→ **Your goal**
Put every line of the items below into a JSON list of strings, one string per line, leaving out blank lines.

→ **Data shown**
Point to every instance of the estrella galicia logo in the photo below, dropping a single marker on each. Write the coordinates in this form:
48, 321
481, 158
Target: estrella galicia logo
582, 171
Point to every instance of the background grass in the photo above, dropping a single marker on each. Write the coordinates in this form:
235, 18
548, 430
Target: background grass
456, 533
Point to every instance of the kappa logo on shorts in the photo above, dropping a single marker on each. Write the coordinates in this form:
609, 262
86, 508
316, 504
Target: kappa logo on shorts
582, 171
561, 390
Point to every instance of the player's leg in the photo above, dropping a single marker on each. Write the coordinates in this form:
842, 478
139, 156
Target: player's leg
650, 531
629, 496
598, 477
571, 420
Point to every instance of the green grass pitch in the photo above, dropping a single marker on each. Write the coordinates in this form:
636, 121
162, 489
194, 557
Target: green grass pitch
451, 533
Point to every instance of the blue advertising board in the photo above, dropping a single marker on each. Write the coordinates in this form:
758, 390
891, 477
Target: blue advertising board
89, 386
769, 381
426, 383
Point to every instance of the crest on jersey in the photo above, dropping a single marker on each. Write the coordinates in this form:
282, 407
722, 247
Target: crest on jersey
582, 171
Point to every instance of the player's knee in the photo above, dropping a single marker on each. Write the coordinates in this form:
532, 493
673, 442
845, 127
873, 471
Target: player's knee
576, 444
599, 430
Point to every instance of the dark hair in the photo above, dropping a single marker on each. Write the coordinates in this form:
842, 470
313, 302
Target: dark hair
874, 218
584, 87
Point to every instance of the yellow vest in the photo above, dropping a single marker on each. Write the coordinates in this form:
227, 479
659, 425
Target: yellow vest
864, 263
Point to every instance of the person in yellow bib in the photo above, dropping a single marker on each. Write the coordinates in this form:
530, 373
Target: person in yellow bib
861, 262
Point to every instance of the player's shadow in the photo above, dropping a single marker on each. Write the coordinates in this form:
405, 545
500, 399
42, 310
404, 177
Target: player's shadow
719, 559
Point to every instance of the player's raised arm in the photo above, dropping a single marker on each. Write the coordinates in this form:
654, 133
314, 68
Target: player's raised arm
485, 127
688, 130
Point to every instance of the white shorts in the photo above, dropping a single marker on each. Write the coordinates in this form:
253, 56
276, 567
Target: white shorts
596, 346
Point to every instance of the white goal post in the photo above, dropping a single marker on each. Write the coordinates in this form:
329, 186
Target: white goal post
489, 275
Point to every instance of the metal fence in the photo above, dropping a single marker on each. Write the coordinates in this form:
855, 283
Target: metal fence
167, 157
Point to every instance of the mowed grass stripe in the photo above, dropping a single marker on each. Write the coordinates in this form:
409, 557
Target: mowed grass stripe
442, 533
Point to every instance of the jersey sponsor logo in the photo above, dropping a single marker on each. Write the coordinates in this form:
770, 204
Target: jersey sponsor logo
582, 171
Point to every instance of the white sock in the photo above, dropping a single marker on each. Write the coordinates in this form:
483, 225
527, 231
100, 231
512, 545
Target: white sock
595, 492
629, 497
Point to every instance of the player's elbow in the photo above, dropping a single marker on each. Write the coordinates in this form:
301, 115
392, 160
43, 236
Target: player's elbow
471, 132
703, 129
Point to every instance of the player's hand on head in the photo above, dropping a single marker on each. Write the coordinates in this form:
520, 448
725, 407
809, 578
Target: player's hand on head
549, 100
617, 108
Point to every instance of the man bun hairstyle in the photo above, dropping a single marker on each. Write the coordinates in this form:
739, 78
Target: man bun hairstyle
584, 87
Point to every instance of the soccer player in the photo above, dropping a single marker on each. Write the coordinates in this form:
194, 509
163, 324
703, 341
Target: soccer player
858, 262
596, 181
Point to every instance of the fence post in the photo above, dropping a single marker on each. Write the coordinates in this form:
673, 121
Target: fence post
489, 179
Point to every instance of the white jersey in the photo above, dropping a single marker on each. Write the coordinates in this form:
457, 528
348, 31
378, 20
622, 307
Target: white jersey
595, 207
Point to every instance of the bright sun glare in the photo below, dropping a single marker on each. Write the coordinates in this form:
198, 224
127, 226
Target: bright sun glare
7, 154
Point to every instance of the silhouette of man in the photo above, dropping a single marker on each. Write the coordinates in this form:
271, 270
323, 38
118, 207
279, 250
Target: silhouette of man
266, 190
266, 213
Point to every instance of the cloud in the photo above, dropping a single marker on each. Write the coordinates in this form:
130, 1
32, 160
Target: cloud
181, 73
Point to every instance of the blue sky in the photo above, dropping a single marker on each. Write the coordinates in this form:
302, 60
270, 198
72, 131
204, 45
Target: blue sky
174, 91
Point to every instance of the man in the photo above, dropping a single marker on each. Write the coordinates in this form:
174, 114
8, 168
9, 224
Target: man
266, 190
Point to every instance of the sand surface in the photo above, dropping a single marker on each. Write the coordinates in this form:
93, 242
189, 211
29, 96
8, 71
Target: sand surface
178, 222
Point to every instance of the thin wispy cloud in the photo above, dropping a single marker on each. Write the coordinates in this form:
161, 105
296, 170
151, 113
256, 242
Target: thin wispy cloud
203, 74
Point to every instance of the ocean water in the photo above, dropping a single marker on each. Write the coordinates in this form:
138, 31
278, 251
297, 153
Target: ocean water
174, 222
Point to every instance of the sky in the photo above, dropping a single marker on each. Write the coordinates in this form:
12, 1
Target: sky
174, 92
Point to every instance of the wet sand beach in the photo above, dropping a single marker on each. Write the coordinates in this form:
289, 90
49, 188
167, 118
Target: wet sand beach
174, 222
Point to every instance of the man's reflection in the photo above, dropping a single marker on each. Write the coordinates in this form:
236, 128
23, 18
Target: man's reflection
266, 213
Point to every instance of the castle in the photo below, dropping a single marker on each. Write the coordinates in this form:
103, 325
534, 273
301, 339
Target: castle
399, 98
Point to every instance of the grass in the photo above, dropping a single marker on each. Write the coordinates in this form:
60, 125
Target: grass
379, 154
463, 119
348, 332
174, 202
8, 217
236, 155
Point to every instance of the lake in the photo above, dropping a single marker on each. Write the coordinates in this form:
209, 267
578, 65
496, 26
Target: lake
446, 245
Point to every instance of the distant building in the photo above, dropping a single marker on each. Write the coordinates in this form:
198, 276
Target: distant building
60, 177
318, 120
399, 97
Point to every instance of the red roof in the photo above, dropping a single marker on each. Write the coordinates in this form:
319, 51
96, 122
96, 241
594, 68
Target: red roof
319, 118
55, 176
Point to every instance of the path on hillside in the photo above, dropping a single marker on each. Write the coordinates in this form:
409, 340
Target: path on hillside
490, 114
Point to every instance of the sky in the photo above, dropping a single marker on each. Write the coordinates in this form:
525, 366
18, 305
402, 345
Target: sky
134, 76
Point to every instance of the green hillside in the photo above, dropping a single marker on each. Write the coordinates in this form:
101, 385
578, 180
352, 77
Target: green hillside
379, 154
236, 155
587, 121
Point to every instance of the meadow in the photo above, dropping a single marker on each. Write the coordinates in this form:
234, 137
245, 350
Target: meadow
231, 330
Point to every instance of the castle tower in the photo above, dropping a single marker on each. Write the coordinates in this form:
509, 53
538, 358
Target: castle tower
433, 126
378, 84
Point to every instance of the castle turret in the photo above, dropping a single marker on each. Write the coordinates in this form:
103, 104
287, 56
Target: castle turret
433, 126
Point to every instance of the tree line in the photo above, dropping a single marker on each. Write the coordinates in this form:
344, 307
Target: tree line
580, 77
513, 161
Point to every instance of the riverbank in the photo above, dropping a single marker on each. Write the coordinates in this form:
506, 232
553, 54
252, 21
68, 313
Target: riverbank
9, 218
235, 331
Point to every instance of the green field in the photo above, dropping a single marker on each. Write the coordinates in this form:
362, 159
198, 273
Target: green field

→ **Final answer**
[
  "Point to every instance of the estrella galicia logo in the photo below, dropping a single marker on each. Write the coordinates in this form:",
  "48, 321",
  "481, 158",
  "Target: estrella galicia logo",
  "582, 171",
  "Point to every instance of the background grass in the photo above, dropping a single marker on each. Write the coordinates in this form:",
  "235, 18",
  "548, 430",
  "Target: background grass",
  "456, 533",
  "Point to every instance of the kappa logo on shorts in the photo above, dropping a single marker on each. Write the coordinates in this form:",
  "609, 262",
  "86, 508",
  "316, 504",
  "Target: kappa logo on shorts",
  "582, 171",
  "561, 390",
  "Point to every instance of the player's leg in the photo above, dropping a single marker on each. Write the coordinates in this form:",
  "842, 478",
  "139, 156",
  "Target: player's leg",
  "650, 531",
  "629, 496",
  "598, 477",
  "571, 420",
  "Point to every instance of the green grass pitch in the photo above, dropping a single marker on each. Write the coordinates in this form:",
  "636, 121",
  "162, 489",
  "194, 557",
  "Target: green grass pitch",
  "451, 533",
  "Point to every instance of the blue advertising board in the photo above, dropping a single marker on each. Write the coordinates in this form:",
  "758, 390",
  "891, 477",
  "Target: blue advertising board",
  "89, 386",
  "769, 381",
  "426, 383",
  "Point to every instance of the crest on jersey in the photo above, dropping a single marker on each. Write the coordinates in this form:",
  "282, 407",
  "722, 247",
  "Target: crest on jersey",
  "582, 171",
  "Point to every instance of the player's knee in the photo above, dropping a single marker on each. Write the coordinates in this form:",
  "532, 493",
  "673, 442",
  "845, 127",
  "873, 471",
  "Target: player's knee",
  "576, 444",
  "599, 430",
  "Point to every instance of the dark hair in the photo above, dropping a single marker on each. Write the coordinates in this form:",
  "842, 470",
  "313, 302",
  "Target: dark hair",
  "874, 218",
  "584, 87",
  "Point to every instance of the yellow vest in the photo above, dropping a single marker on each. Write the coordinates in this form:",
  "227, 479",
  "659, 425",
  "Target: yellow vest",
  "864, 263",
  "Point to every instance of the person in yellow bib in the photo above, dropping a single marker on each. Write the coordinates in this form:",
  "530, 373",
  "Target: person in yellow bib",
  "861, 262",
  "Point to every instance of the player's shadow in the photo above, dropping a single marker on each. Write the coordinates in this form:",
  "405, 545",
  "500, 399",
  "42, 310",
  "404, 177",
  "Target: player's shadow",
  "719, 559",
  "Point to every instance of the player's raised arm in the photo above, dropping a single marker on each. Write the coordinates in this form:",
  "654, 133",
  "314, 68",
  "Target: player's raised arm",
  "485, 127",
  "688, 130",
  "Point to every instance of the white shorts in the photo above, dropping a single marker on each. Write the coordinates in this form:",
  "253, 56",
  "276, 567",
  "Target: white shorts",
  "596, 346",
  "Point to every instance of the white goal post in the photo above, dropping a single marker on each. Write the coordinates in this form:",
  "329, 186",
  "Target: white goal post",
  "489, 275",
  "Point to every instance of the metal fence in the photo above, dropping a single marker on each. Write the coordinates in this form:",
  "855, 283",
  "Target: metal fence",
  "167, 157",
  "Point to every instance of the mowed grass stripe in the photo above, dropping a single marker on each. Write the coordinates in this form:",
  "409, 557",
  "Target: mowed grass stripe",
  "442, 533",
  "Point to every instance of the jersey sponsor logo in the photo above, dropping a single marker on each. Write the coordinates in this form:",
  "770, 204",
  "Target: jersey sponsor logo",
  "582, 171",
  "Point to every instance of the white sock in the photo above, dropping a single marker on each. Write the coordinates in this form:",
  "483, 225",
  "527, 231",
  "100, 231",
  "512, 545",
  "Target: white sock",
  "595, 492",
  "629, 497",
  "Point to every instance of the player's elbow in the photo above, dropping a single marker on each. Write the coordinates in this form:",
  "301, 115",
  "392, 160",
  "43, 236",
  "Target: player's elbow",
  "471, 132",
  "703, 129",
  "Point to every instance of the player's hand on head in the photo above, dropping a single marker on each. Write the coordinates in this form:",
  "520, 448",
  "725, 407",
  "809, 578",
  "Target: player's hand on head",
  "549, 100",
  "617, 108",
  "Point to every instance of the man bun hairstyle in the photo above, dropping a single marker on each. Write the coordinates in this form:",
  "739, 78",
  "Target: man bun hairstyle",
  "584, 87",
  "Point to every instance of the soccer player in the photo above, dropping a single marker on each. Write the coordinates in this form:",
  "194, 509",
  "163, 324",
  "703, 341",
  "Target: soccer player",
  "858, 262",
  "596, 181",
  "Point to every instance of the fence post in the photo above, dropping a single marker on each. Write the coordinates in this form:",
  "673, 121",
  "Target: fence post",
  "489, 179",
  "Point to every instance of the white jersey in the photo above, dropping a single marker on each. Write the coordinates in this form:",
  "457, 528",
  "348, 31",
  "378, 20",
  "622, 307",
  "Target: white jersey",
  "595, 207",
  "Point to every instance of the bright sun glare in the photo below, dropping a single marker on each. Write the coordinates in this form:",
  "198, 224",
  "127, 226",
  "Target: bright sun glare",
  "7, 154",
  "Point to every instance of the silhouette of man in the photo above, dropping a single marker on each. Write the coordinates in this form:",
  "271, 270",
  "323, 38",
  "118, 207",
  "279, 250",
  "Target: silhouette of man",
  "266, 190",
  "266, 213",
  "Point to every instance of the cloud in the photo above, dropping a single marker on each. Write the coordinates in this form:",
  "130, 1",
  "32, 160",
  "Target: cloud",
  "181, 73",
  "Point to every instance of the blue sky in the photo above, dropping a single marker on each. Write the coordinates in this form:",
  "302, 60",
  "270, 198",
  "72, 131",
  "204, 45",
  "Target: blue sky",
  "174, 91",
  "Point to every instance of the man in the photo above, dropping a single marker on each. Write the coordinates in this form:",
  "174, 114",
  "8, 168",
  "9, 224",
  "Target: man",
  "266, 190",
  "Point to every instance of the sand surface in the photo above, dropping a single marker on each. Write the coordinates in this form:",
  "93, 242",
  "189, 211",
  "29, 96",
  "8, 71",
  "Target: sand surface",
  "178, 222",
  "Point to every instance of the thin wispy cloud in the photo above, dropping a single marker on each. Write the coordinates in this form:",
  "161, 105",
  "296, 170",
  "151, 113",
  "256, 242",
  "Target: thin wispy cloud",
  "203, 74",
  "Point to every instance of the ocean water in the photo above, dropping a single marker on each. Write the coordinates in this form:",
  "138, 31",
  "278, 251",
  "297, 153",
  "Target: ocean water",
  "174, 222",
  "Point to every instance of the sky in the photo above, dropping a single marker on each. Write the coordinates in this form:",
  "12, 1",
  "Target: sky",
  "174, 92",
  "Point to every instance of the wet sand beach in the photo above, dropping a single marker on each. Write the coordinates in this form:",
  "289, 90",
  "49, 188",
  "167, 118",
  "Target: wet sand beach",
  "174, 222",
  "Point to every instance of the man's reflection in the photo above, dropping a single marker on each. Write the coordinates in this form:",
  "236, 128",
  "23, 18",
  "Target: man's reflection",
  "266, 213",
  "Point to every instance of the castle in the photo below, dropping a single marker on each. Write the coordinates in this form:",
  "103, 325",
  "534, 273",
  "301, 339",
  "Target: castle",
  "399, 98",
  "Point to every instance of the grass in the photo above, dropping a single marker on each. Write the coordinates in this form:",
  "60, 125",
  "Target: grass",
  "379, 154",
  "463, 119",
  "348, 332",
  "174, 202",
  "8, 217",
  "236, 155",
  "Point to every instance of the lake in the photo above, dropping a single marker on each. Write the coordinates in this form:",
  "209, 267",
  "578, 65",
  "496, 26",
  "Target: lake",
  "446, 245",
  "Point to every instance of the distant building in the photo above, dropping a single marker on each. Write the coordinates in this form:",
  "198, 276",
  "Target: distant building",
  "60, 177",
  "318, 120",
  "399, 97",
  "Point to every instance of the red roof in the photo above, dropping a single marker on each. Write the coordinates in this form:",
  "319, 51",
  "96, 122",
  "96, 241",
  "594, 68",
  "Target: red roof",
  "319, 118",
  "55, 176",
  "Point to every instance of the path on hillside in the photo above, dropping a single marker on each. Write the coordinates in this form:",
  "409, 340",
  "Target: path on hillside",
  "490, 114",
  "Point to every instance of the sky in the photo above, dropping a single marker on each. Write the coordinates in this form:",
  "525, 366",
  "18, 305",
  "402, 345",
  "Target: sky",
  "134, 76",
  "Point to every instance of the green hillside in the photo above, dropping a single marker on each. Write the coordinates in this form:",
  "101, 385",
  "578, 180",
  "352, 77",
  "Target: green hillside",
  "379, 154",
  "236, 155",
  "587, 121",
  "Point to every instance of the meadow in the photo above, dropping a single marker on each. Write the coordinates in this form:",
  "234, 137",
  "245, 350",
  "Target: meadow",
  "231, 330",
  "Point to every instance of the castle tower in the photo above, dropping a single marker on each. Write the coordinates in this form:",
  "509, 53",
  "538, 358",
  "Target: castle tower",
  "433, 126",
  "378, 84",
  "Point to every instance of the castle turret in the photo above, dropping a single marker on each. Write the coordinates in this form:",
  "103, 104",
  "287, 56",
  "Target: castle turret",
  "433, 126",
  "Point to every instance of the tree line in the photo above, dropping a single marker on each. Write the coordinates in this form:",
  "344, 307",
  "Target: tree line",
  "580, 77",
  "513, 161",
  "Point to every instance of the riverbank in the photo above, dropping a single marker on each. Write the coordinates in this form:",
  "506, 232",
  "553, 54",
  "252, 21",
  "68, 313",
  "Target: riverbank",
  "9, 218",
  "235, 331",
  "Point to every instance of the green field in the photo above, dropping a single marker on each. Write the coordinates in this form:",
  "362, 159",
  "198, 273",
  "Target: green field"
]